> **TEXTO CITADO**
Jean-Jacques Annaud: «El incendio de Notre Dame fue el momento final de la civilización»

Jean-Jacques Annaud es francés, pero su cine aspira a la más absoluta universalidad. Es decir, es extremadamente francés. Jean-Jacques Annaud es ateo, pero en su haber figuran títulos a su modo tan profundamente religiosos como El nombre de la rosa y Siete años en el Tibet. Jean-Jacques Annaud presenta ahora Arde Notre Dame, que se estrena pronto en cines, y no queda claro si lo que vemos sobre la pantalla es la fiel reproducción de lo que ocurrió hace ahora tres años o simplemente el sueño de un mono loco. ¿Realidad o ficción? «Jamás me atrevería a inventar nada», zanja rotundo el propio Annaud.

Y sigue: «Lo que sucede es que, después de documentarme y hablar con todos los testigos posibles, me di cuenta de que todo lo sucedido entonces fue completamente inverosímil. Ni el más disparatado de los guionistas hubiera sido capaz de imaginar tanto empezando por el hecho de que el responsable de los tesoros de la catedral y único depositario de la llave que daba acceso a ellos se encontraba en Versalles, perdió el tren y tuvo que atravesar París en bicicleta. Eso no ocurre ni en las películas de Hollywood. Todo fue inimaginable, pero cierto», concluye un Jean-Jacques Annaud feliz y hasta gigante en cada una de las contradicciones que le habitan a él y a su cine.

> **OBJETIVO DEL EJERCICIO**
Prosigue la entrevista a Jean-Jacques Annaud sobre Arde Notre Dame a partir de su última oración.

Algunos registros:

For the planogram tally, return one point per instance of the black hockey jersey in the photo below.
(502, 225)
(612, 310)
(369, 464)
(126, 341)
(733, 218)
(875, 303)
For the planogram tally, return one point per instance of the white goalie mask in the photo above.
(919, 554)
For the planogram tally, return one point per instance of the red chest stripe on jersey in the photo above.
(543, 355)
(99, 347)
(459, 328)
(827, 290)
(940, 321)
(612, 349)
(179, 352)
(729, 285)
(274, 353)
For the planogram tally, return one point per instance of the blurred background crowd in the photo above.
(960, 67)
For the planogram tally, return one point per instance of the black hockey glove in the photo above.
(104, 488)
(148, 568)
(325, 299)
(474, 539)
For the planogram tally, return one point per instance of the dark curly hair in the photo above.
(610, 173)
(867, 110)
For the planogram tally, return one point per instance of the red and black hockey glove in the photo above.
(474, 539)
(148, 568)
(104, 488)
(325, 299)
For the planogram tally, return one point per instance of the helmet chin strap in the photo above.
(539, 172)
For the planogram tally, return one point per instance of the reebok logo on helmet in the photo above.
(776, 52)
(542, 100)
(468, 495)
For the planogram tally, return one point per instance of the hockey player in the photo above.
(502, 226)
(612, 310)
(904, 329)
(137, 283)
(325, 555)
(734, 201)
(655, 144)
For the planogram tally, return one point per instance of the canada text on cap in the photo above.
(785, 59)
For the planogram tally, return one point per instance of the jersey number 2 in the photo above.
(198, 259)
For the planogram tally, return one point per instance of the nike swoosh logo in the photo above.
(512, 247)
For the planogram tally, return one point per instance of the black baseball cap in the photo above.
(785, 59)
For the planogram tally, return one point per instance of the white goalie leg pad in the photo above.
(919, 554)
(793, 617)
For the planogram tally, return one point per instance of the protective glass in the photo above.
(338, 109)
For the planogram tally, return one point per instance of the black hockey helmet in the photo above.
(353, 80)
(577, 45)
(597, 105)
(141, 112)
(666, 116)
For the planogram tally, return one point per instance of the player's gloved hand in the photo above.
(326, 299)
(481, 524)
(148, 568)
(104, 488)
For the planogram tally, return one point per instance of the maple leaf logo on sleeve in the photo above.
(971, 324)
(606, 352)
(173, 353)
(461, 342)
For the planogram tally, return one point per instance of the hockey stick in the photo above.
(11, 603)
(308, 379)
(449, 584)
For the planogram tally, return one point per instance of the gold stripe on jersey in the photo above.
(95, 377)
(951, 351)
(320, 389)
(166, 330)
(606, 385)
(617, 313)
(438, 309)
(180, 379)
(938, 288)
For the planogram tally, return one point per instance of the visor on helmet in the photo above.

> **RESULTADO ESPERADO**
Arde Notre Dame es, en efecto, una ficción, pero estructurada como si se tratara de un documental imposible. El 15 de abril de 2019 se cumplía la vieja profecía de Víctor Hugo mil veces repetida en cada una de las crónicas que cubrieron aquellos días que parecieron siglos. «En la parte más elevada de la última galería, por encima del rosetón central, había una gran llama que subía entre los campanarios con turbillones de chispas, una gran llama revuelta y furiosa, de la que el viento arrancaba a veces una lengua en medio de una gran humareda», se lee en la novela de 1831 y la descripción salta perfecta del siglo XIX a cada uno de los teléfonos móviles que entonces se acercaron a verlo todo, a tuitearlo todo, a convertir la destrucción del símbolo máximo de París, de Europa y de la cristiandad en el mayor acontecimiento planetario. «Notre Dame es la reina de los selfies. No hay un sólo centímetro que no haya sido registrado y fotografiado», comenta Annaud para describir el perímetro de su película: no hay forma de engañar a nadie, puesto que todo está registrado en el imaginario compartido.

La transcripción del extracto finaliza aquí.